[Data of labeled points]
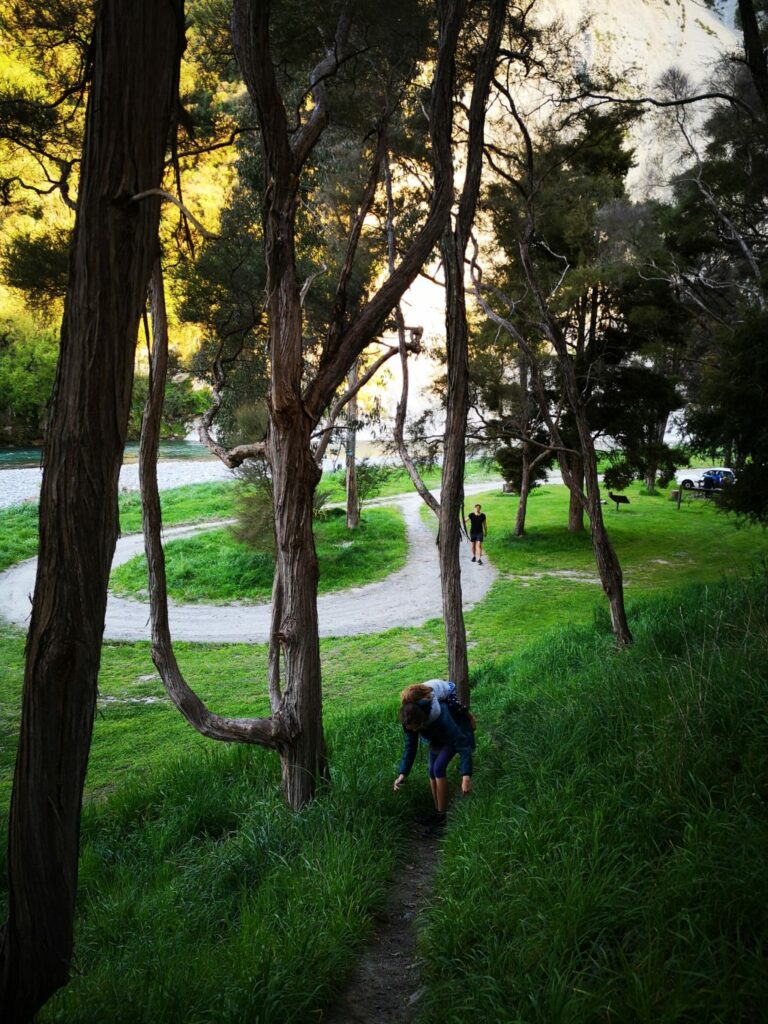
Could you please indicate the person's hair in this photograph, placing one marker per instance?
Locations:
(417, 691)
(414, 716)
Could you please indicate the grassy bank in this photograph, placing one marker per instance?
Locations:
(609, 864)
(606, 867)
(613, 868)
(216, 567)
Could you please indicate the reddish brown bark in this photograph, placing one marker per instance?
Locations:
(454, 250)
(294, 412)
(127, 127)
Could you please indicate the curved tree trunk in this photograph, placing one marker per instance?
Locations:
(129, 118)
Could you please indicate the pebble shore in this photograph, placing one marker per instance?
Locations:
(18, 485)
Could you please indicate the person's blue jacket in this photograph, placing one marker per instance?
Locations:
(444, 730)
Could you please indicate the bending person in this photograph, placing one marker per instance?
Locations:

## Requirement
Present every line of the data above as a numbered list, leaving out blank lines. Omit the pictures from your answer.

## Output below
1. Could you please indicate the person's hair in this photograph, placing one marker per instance?
2. Locations:
3. (417, 691)
4. (414, 716)
5. Could you please indicate the grassy bank in this photograph, placing one marker per instance?
6. Locations:
7. (609, 864)
8. (606, 867)
9. (613, 868)
10. (216, 567)
11. Could you please indicate the reddish brown bark in this photograph, placing one marker per instance?
12. Locations:
13. (454, 250)
14. (294, 412)
15. (127, 127)
16. Could you please indicate the curved tree trunk in this photograph, placing one marker per instance?
17. Locations:
18. (129, 118)
19. Could you please indicate the pebble shore in this photograph, placing one marker per instance?
20. Locations:
21. (18, 485)
22. Could you please indicate the person's blue jacket in this photograph, placing one marker per instance?
23. Locations:
24. (444, 730)
25. Could you please indicate the bending person in this photograph, placing one marker per instance?
26. Locations:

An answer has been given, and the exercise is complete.